# EXTRAIT CHOISI
━━━━━━━━━━━━━━━━━━━━

À l’origine, Chungking Express devait raconter trois histoires : celle de la femme à la perruque blonde, celle de la femme brune et celle du tueur. Wong Kar-wai choisit, afin de réduire la durée du film, de retirer l’histoire du tueur qui devient ici le point de départ des Anges déchus.
À l’image du précédent film, Les Anges déchus a une structure narrative éclatée, où les histoires parallèles finissent par s’entrecroiser. Le cinéaste filme des êtres désenchantés, isolés chacun dans sa bulle au milieu d’une ville grouillante et saisit la désintégration des liens humains. Plus qu’il ne conte une histoire, il capte des moments, des instants, le baroud d’honneur de personnages inadaptés.

━━━━━━━━━━━━━━━━━━━━

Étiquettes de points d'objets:
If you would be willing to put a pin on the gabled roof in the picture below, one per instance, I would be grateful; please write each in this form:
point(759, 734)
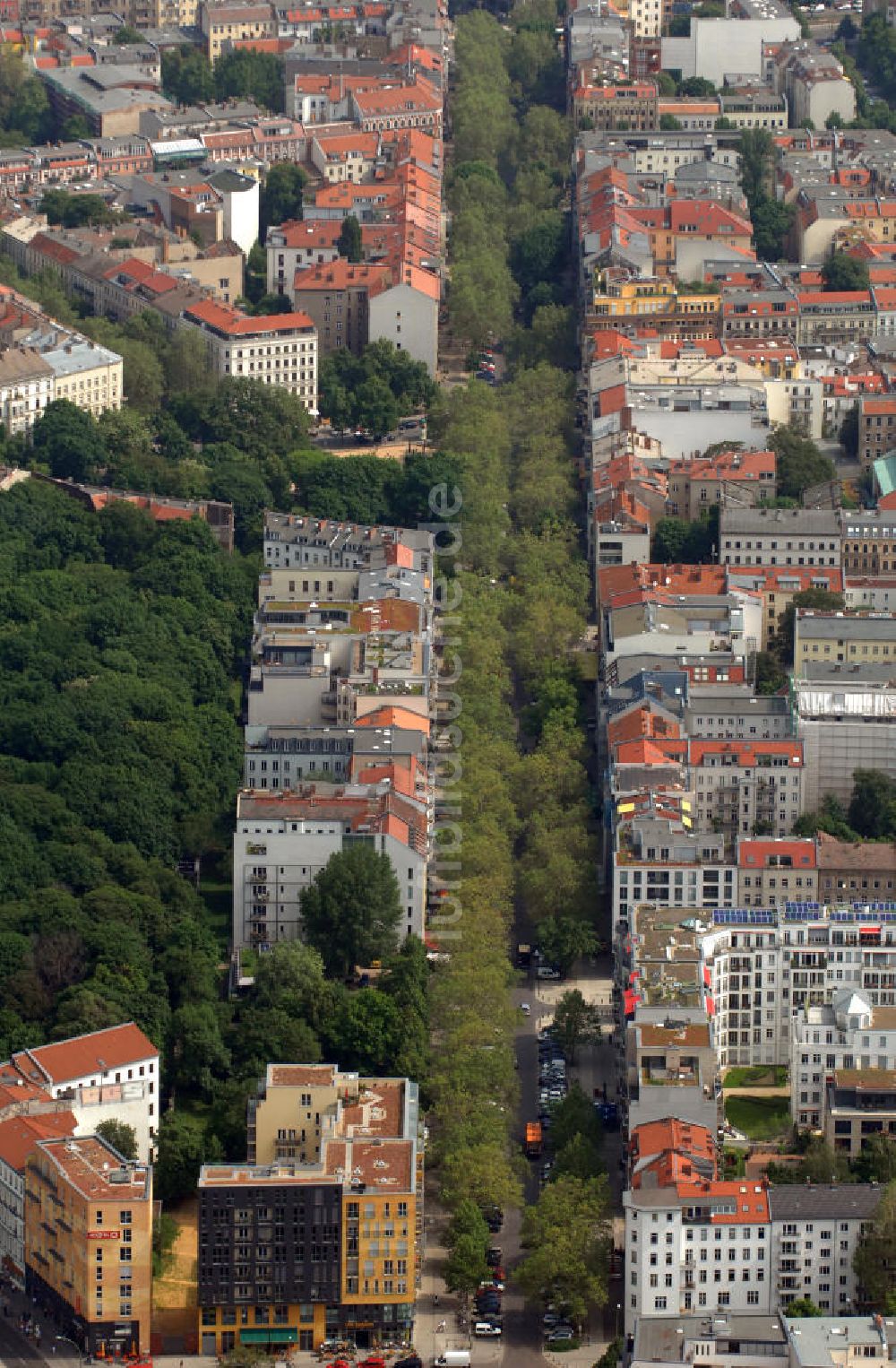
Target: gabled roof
point(82, 1055)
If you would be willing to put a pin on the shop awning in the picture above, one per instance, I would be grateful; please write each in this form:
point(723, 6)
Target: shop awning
point(270, 1336)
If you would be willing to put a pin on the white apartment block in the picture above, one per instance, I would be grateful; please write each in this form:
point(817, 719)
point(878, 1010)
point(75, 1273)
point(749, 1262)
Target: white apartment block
point(747, 788)
point(814, 1235)
point(109, 1074)
point(765, 966)
point(825, 1037)
point(293, 542)
point(719, 1248)
point(657, 861)
point(283, 840)
point(275, 349)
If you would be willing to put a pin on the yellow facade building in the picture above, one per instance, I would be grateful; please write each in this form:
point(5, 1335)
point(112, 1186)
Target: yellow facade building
point(319, 1235)
point(88, 1242)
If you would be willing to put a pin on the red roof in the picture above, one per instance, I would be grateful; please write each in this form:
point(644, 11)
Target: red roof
point(768, 853)
point(835, 296)
point(20, 1134)
point(745, 754)
point(83, 1055)
point(234, 323)
point(783, 576)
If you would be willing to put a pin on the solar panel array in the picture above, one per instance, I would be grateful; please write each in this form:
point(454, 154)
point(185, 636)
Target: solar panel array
point(802, 913)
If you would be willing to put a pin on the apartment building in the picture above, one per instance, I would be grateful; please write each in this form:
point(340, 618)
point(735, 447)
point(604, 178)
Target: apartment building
point(85, 374)
point(631, 106)
point(846, 1033)
point(844, 718)
point(869, 545)
point(670, 1147)
point(754, 108)
point(843, 639)
point(275, 348)
point(815, 1232)
point(46, 361)
point(877, 427)
point(335, 1172)
point(828, 317)
point(776, 870)
point(18, 1137)
point(285, 839)
point(862, 871)
point(859, 1104)
point(780, 536)
point(107, 1074)
point(88, 1242)
point(747, 788)
point(661, 861)
point(698, 1245)
point(28, 385)
point(735, 714)
point(295, 247)
point(765, 966)
point(743, 476)
point(226, 25)
point(282, 757)
point(777, 584)
point(293, 541)
point(335, 297)
point(670, 1070)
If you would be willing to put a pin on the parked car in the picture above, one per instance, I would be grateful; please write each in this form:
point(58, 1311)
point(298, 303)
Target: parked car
point(494, 1217)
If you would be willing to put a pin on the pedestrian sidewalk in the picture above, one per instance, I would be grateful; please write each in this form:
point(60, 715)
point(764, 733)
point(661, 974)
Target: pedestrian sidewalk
point(41, 1329)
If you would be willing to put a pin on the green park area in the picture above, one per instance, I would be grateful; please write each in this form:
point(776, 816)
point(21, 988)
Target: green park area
point(760, 1118)
point(755, 1076)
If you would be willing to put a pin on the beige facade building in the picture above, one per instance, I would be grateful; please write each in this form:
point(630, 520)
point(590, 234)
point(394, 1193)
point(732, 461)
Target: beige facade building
point(222, 25)
point(843, 639)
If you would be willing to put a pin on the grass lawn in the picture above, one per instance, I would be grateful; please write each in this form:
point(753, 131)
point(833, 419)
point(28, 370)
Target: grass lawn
point(757, 1076)
point(760, 1118)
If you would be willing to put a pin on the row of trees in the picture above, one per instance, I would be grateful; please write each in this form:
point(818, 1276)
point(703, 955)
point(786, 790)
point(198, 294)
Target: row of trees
point(293, 1011)
point(771, 218)
point(524, 602)
point(187, 77)
point(118, 753)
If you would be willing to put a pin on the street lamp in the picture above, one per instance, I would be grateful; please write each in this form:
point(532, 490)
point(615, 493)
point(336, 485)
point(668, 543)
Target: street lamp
point(74, 1344)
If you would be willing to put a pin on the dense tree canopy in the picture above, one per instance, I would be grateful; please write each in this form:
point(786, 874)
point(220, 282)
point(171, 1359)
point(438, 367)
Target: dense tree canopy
point(352, 910)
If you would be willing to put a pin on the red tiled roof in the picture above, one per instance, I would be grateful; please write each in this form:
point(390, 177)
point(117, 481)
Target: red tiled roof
point(82, 1055)
point(20, 1134)
point(745, 754)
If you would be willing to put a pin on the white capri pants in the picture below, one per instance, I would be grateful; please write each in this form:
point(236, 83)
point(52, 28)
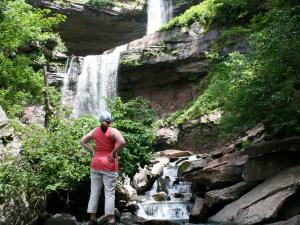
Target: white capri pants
point(98, 178)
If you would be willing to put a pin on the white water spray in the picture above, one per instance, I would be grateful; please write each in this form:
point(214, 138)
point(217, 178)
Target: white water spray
point(159, 12)
point(96, 83)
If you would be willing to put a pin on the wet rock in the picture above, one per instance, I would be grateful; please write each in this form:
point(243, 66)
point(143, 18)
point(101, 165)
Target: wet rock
point(160, 196)
point(122, 195)
point(62, 219)
point(131, 191)
point(33, 114)
point(166, 137)
point(51, 43)
point(293, 221)
point(286, 145)
point(178, 195)
point(220, 197)
point(59, 56)
point(172, 153)
point(17, 210)
point(264, 166)
point(199, 211)
point(190, 166)
point(157, 168)
point(130, 219)
point(167, 67)
point(56, 79)
point(220, 172)
point(13, 148)
point(263, 202)
point(3, 118)
point(132, 207)
point(142, 180)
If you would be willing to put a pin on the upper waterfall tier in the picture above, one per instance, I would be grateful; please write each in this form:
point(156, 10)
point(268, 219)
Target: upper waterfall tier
point(159, 12)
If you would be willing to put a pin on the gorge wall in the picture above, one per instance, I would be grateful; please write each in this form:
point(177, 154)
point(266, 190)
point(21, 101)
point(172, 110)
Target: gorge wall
point(90, 30)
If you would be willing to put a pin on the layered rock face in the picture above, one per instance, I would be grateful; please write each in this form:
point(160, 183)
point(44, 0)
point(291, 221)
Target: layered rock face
point(257, 185)
point(90, 31)
point(166, 68)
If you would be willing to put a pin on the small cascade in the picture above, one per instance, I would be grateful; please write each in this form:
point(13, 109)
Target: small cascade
point(159, 12)
point(177, 205)
point(87, 92)
point(70, 81)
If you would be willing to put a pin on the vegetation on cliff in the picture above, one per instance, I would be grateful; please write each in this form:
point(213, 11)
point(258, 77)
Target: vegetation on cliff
point(256, 86)
point(53, 159)
point(20, 25)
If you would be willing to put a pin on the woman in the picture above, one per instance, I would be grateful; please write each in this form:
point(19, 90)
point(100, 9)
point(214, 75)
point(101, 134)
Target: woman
point(104, 167)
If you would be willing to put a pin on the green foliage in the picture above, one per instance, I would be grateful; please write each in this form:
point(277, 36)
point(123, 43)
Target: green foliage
point(134, 118)
point(222, 12)
point(257, 86)
point(20, 85)
point(100, 3)
point(53, 159)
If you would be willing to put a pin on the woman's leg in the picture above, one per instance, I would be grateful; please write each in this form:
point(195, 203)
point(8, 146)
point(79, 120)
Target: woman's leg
point(96, 185)
point(109, 180)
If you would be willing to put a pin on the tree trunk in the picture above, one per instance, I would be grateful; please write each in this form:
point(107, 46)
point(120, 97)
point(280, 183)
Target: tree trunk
point(48, 109)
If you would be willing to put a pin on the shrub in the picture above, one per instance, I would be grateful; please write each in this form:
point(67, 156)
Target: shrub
point(217, 12)
point(100, 3)
point(259, 85)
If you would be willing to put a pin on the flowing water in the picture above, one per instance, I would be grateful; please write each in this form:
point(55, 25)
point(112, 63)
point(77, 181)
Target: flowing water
point(177, 207)
point(159, 12)
point(96, 83)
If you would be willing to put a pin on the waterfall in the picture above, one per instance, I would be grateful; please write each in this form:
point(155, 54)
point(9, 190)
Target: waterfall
point(177, 207)
point(159, 12)
point(96, 83)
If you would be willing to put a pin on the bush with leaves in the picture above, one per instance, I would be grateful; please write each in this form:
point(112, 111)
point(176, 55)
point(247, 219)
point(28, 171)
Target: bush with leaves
point(53, 159)
point(134, 118)
point(257, 86)
point(218, 12)
point(20, 24)
point(100, 3)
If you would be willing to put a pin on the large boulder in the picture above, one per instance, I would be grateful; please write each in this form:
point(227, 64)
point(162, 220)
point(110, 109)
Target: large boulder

━━━━━━━━━━━━━━━━━━━━

# CONSIGNES
**A.** Répondez brièvement aux questions suivantes sur l'extrait consacré à Wong Kar-wai :
(i) Combien d'histoires Chungking Express devait-il raconter à l'origine ?
(ii) Quelle histoire le cinéaste a-t-il retirée de ce film, et dans quel but ?
(iii) Quelle structure narrative caractérise Les Anges déchus ?
**B.** Poursuivez l'extrait consacré à Wong Kar-wai et aux Anges déchus à partir de sa dernière phrase.
Ces enregistrements n'ont aucun rapport avec l'extrait.

# CORRIGÉ
**A.**
(i) Trois histoires.
(ii) L'histoire du tueur, retirée afin de réduire la durée du film.
(iii) Une structure narrative éclatée, où les histoires parallèles finissent par s'entrecroiser.

**B.**
Wong Kar-wai pousse plus loin encore sa recherche visuelle et graphique et joue avec le temps : mouvements décomposés, accélérés ou ralentis, objectif grand angle, déformation, montage cut… Avec des images qui semblent issues de caméra de surveillance et des espaces confinés, l’ambiance est claustrophobique et l’atmosphère oppressante. La mise en scène de Wong Kar-wai semble être son seul vocabulaire.
Les Anges déchus est un film mystérieux, excitant, poignant, particulièrement ambitieux et d’une extrême modernité. Une fantasmagorie macabre à la beauté mélancolique.
« Le ralenti ou l’extrême accélération, la décomposition des mouvements, le recours aux forts contrastes lumineux participent ici d’une chorégraphie très concertée sous les apparences d’une grande liberté, porteuse d’une impressionnante énergie. Ces procédés ne visent pas à une sorte de hold-up sensoriels immédiats sur lesquels fonctionnent tous les petits artificiers de l’imagerie à l’esbroufe. Ils relèvent d’une conception d’ensemble où ils entrent en résonance avec une richesse subtile et sensorielle. » (Jean-Michel Frodon, Le Monde, 6 mars 1997)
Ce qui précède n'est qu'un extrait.